◆ **Exercise**
Collect every line of the material below that contains the word "yellow", and copy each one in full.

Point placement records
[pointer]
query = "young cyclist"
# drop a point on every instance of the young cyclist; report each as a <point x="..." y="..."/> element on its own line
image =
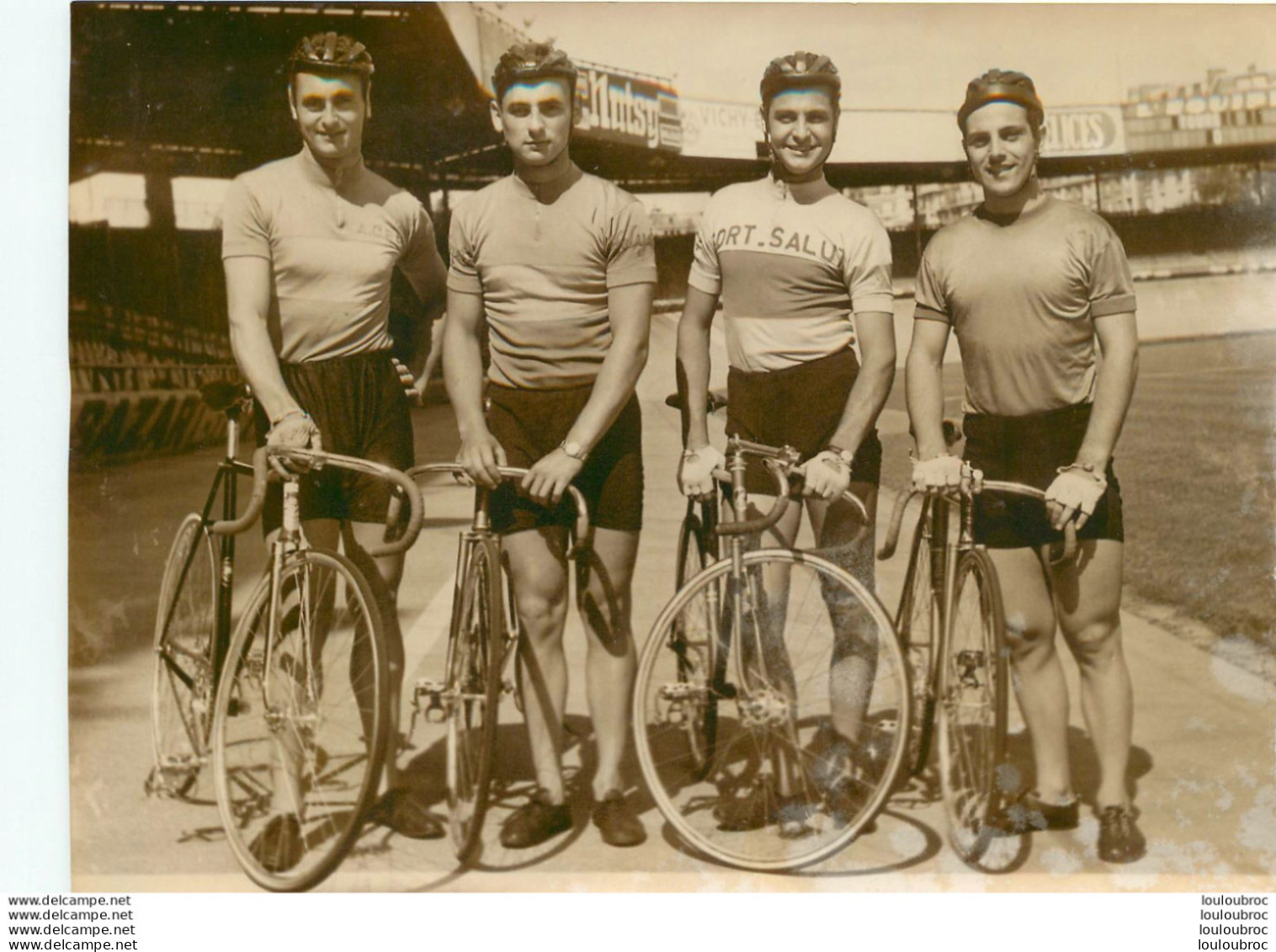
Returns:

--

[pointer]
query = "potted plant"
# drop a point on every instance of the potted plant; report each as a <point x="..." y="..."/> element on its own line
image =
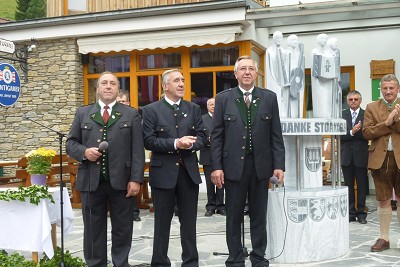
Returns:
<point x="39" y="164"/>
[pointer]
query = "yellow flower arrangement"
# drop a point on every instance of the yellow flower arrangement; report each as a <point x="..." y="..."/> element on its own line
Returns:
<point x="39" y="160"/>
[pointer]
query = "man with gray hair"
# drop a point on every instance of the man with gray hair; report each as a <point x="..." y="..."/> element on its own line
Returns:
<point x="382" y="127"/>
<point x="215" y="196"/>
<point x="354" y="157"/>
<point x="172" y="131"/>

==

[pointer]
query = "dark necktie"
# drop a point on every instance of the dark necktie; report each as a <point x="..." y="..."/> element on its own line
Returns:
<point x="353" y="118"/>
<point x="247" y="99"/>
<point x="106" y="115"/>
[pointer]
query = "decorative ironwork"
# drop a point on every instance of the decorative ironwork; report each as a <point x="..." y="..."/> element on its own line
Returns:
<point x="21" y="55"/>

◆ **Problem solution**
query = "yellow flower arrangement"
# drop a point on every instance of the yellow flower arrangement; report each as a <point x="..." y="..."/> element on its own line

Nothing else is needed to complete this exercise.